Given request
Collect every line from the entries below in which the string "field" appears, and reproduce each such line in full.

Entries supplied

....

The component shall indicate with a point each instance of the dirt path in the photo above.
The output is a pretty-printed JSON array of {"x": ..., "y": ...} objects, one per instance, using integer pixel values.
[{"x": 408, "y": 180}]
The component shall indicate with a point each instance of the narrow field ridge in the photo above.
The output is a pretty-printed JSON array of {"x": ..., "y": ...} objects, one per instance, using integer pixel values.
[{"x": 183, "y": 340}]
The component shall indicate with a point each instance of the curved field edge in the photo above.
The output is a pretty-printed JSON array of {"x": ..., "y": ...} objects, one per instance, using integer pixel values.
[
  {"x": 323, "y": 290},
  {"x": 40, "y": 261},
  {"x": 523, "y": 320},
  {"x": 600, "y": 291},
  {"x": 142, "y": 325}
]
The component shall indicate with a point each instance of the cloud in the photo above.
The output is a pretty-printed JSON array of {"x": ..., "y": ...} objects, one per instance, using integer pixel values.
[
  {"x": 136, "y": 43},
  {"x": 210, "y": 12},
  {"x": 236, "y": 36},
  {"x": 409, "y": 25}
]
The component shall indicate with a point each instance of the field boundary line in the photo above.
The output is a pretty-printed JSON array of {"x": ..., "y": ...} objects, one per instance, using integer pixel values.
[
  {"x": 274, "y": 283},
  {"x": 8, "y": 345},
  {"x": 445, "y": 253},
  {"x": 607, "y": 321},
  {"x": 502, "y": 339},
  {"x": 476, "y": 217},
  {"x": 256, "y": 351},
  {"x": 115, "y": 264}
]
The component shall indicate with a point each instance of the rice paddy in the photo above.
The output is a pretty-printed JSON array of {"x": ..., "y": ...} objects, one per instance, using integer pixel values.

....

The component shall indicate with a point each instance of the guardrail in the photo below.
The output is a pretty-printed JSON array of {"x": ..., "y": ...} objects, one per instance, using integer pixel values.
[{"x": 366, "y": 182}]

....

Solution to this exercise
The component shall indicate with a point each instance of the narrow field ridge in the photo above.
The component shall indicate with a point each instance of the curved field edge in the photo above.
The component shall indicate with a point each instance of the field boundary line in the photo above.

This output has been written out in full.